━━━━━ EXTRAIT À LIRE ━━━━━

Un désherbant bien enraciné
Alors que le gouvernement veut interdire à terme l’usage de l’herbicide, les agriculteurs se demandent comment le remplacer.
Un sursis pour le glyphosate ? Le 30 août, le ministère de la Transition écologique et solidaire a annoncé que la France voterait contre la proposition de la Commission européenne de prolonger pour dix ans la licence de l’herbicide, dont la dangerosité fait débat. Mais depuis, le gouvernement a multiplié les déclarations évoquant plutôt une sortie définitive du glyphosate « d’ici à la fin du quinquennat », soit 2022. Face à ce projet, une partie des agriculteurs grognent, la FNSEA en tête. Le premier syndicat agricole juge le glyphosate « indispensable encore à bon nombre d’agriculteurs français (...) faute notamment d’alternative. » C’est que le glyphosate, qui entre notamment dans la composition du Roundup, produit phare de Monsanto, est l’herbicide le plus vendu au monde. Peu cher, très efficace, il permet aux agriculteurs de détruire sur leurs parcelles les mauvaises herbes. Le produit pénètre les feuilles et se diffuse dans la plante par la sève jusqu’aux racines, entraînant sa mort rapide. « L’interdire nuirait grandement à la compétitivité de nos exploitations agricoles », prévient Jean-Louis Bernard, membre de l’Académie d’agriculture de France.

━━━━━ DONNÉES ━━━━━

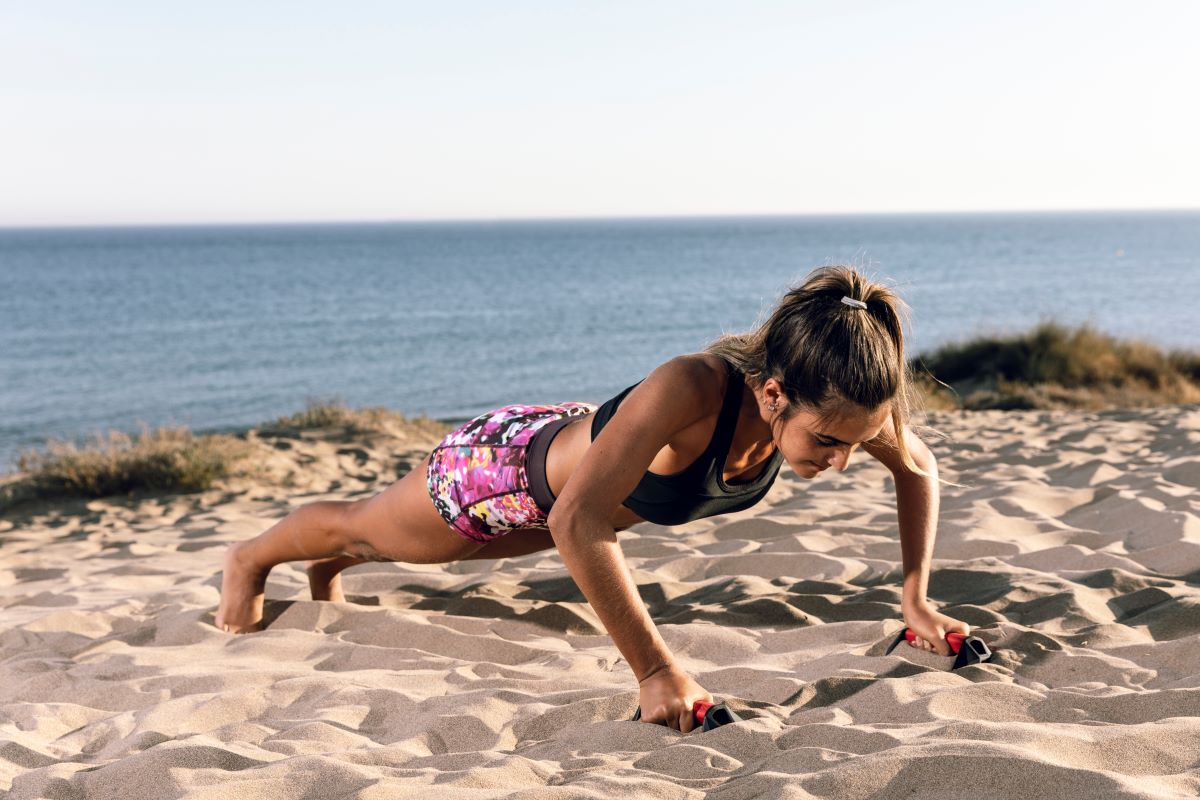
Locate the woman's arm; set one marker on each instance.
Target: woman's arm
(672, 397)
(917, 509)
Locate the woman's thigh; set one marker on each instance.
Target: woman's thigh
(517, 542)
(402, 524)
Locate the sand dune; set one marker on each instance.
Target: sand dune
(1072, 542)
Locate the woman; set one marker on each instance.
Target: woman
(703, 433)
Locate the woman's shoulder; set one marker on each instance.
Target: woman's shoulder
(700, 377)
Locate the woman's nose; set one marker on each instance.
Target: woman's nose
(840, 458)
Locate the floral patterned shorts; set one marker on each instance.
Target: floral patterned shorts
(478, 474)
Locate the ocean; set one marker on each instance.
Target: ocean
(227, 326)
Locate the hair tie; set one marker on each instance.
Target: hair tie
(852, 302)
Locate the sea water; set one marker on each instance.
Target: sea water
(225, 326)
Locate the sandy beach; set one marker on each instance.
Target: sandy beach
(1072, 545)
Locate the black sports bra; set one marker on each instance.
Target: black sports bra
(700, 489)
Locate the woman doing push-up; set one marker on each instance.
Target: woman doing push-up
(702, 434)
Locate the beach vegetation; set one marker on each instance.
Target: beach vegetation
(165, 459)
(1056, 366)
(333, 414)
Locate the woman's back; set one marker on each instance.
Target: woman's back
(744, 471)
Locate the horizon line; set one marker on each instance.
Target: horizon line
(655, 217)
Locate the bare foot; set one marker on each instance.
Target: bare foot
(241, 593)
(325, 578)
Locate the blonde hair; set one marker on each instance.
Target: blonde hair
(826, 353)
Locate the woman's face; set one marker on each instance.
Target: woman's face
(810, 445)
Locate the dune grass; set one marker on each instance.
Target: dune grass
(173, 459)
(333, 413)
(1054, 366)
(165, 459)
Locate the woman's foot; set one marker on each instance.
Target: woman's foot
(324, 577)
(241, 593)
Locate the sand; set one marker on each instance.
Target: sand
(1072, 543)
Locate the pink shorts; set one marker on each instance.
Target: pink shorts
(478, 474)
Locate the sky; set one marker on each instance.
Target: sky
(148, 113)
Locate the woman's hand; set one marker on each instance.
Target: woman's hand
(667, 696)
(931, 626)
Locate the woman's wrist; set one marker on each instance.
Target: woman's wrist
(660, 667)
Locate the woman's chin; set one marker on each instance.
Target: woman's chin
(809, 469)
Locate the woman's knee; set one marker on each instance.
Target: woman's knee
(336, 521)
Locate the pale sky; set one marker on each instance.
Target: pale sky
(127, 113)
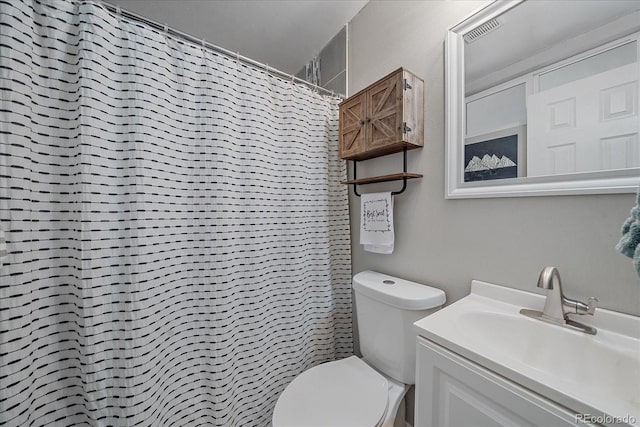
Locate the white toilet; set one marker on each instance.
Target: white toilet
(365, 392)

━━━━━
━━━━━ DONNÉES ━━━━━

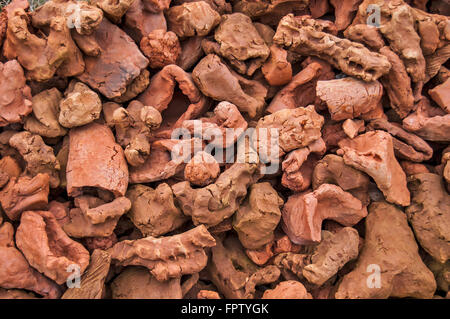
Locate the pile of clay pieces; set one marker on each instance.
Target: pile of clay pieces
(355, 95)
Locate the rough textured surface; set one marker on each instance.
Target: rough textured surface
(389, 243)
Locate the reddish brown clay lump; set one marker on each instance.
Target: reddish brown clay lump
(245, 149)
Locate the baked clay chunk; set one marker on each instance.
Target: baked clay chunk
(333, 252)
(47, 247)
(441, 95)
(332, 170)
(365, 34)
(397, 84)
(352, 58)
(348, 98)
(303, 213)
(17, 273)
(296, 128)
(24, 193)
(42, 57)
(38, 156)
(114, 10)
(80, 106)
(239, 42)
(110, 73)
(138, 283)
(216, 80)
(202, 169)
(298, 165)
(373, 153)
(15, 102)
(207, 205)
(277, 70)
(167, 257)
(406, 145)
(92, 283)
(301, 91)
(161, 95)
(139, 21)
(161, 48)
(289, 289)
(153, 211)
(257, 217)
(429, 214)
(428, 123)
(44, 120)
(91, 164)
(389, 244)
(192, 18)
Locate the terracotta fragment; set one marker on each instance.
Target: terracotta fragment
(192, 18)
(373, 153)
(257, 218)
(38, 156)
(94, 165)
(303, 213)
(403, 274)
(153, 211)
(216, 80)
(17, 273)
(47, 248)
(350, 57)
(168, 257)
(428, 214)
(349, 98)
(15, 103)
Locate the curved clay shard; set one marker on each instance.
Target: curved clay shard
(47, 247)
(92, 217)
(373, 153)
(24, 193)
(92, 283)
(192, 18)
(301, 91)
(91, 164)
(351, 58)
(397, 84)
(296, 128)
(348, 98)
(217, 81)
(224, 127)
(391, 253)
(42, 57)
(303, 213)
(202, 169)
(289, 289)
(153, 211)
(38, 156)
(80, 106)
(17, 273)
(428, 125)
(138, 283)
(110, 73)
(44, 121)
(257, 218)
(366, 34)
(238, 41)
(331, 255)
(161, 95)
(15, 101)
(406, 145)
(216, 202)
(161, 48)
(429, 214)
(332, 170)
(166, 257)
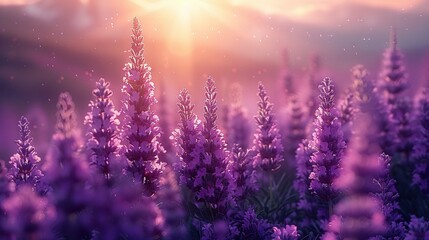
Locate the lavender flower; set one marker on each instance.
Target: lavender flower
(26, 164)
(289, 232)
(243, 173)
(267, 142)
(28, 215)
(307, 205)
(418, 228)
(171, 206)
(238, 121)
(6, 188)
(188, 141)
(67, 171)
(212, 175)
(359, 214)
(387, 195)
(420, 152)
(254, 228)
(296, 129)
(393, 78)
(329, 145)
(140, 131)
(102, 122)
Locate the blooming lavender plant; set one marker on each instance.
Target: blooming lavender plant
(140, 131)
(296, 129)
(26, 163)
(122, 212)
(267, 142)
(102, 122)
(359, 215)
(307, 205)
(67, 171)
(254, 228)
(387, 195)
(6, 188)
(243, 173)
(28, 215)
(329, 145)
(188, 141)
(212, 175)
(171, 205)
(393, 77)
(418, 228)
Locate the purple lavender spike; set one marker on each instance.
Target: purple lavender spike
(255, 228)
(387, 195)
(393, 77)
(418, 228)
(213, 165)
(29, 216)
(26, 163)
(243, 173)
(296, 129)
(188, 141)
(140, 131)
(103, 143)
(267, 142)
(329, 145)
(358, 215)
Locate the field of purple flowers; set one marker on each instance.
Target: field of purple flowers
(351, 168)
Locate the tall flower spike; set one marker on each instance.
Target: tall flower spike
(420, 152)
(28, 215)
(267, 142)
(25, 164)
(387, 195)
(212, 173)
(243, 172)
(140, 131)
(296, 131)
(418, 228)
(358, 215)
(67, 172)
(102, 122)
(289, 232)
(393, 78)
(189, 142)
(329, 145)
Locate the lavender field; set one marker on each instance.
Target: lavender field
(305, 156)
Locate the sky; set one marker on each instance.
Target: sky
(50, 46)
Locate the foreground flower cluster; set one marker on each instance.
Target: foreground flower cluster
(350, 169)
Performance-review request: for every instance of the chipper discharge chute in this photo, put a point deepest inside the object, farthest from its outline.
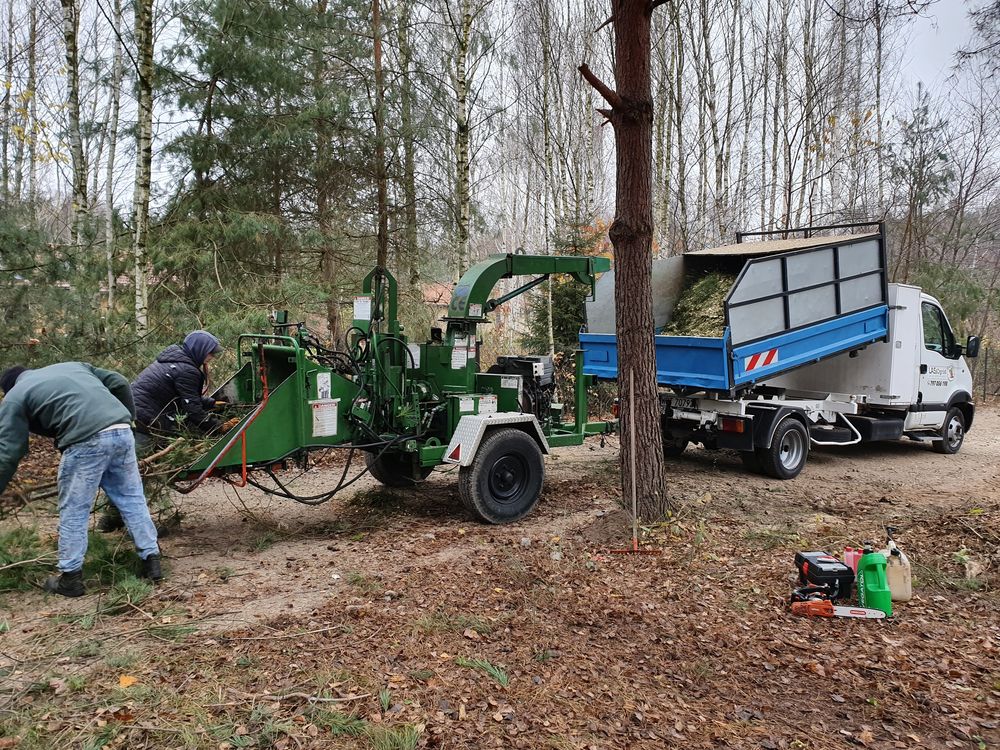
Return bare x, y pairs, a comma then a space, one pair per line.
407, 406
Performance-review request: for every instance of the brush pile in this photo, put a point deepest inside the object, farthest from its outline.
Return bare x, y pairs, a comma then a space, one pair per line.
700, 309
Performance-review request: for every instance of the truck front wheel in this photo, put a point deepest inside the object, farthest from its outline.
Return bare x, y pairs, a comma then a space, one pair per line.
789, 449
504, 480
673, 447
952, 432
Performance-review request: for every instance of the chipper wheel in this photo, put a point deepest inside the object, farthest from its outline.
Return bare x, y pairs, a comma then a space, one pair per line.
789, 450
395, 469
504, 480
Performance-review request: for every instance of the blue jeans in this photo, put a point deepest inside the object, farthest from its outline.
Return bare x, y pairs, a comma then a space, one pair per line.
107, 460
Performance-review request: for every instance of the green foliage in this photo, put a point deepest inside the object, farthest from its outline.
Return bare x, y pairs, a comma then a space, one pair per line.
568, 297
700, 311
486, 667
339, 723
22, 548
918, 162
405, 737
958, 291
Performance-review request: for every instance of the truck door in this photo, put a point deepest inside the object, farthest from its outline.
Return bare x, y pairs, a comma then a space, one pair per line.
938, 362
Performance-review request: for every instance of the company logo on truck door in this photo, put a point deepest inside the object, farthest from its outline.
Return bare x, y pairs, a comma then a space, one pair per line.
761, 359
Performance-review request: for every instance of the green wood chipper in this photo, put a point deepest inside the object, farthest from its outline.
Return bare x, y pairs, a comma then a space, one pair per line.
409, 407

━━━━━

CONSIGNE:
Restituez mot pour mot le passage de l'article sur le glyphosate qui commence aux mots « Un désherbant bien » et s'arrête après « comment le remplacer. ».

SOLUTION PROPOSÉE:
Un désherbant bien enraciné
Alors que le gouvernement veut interdire à terme l’usage de l’herbicide, les agriculteurs se demandent comment le remplacer.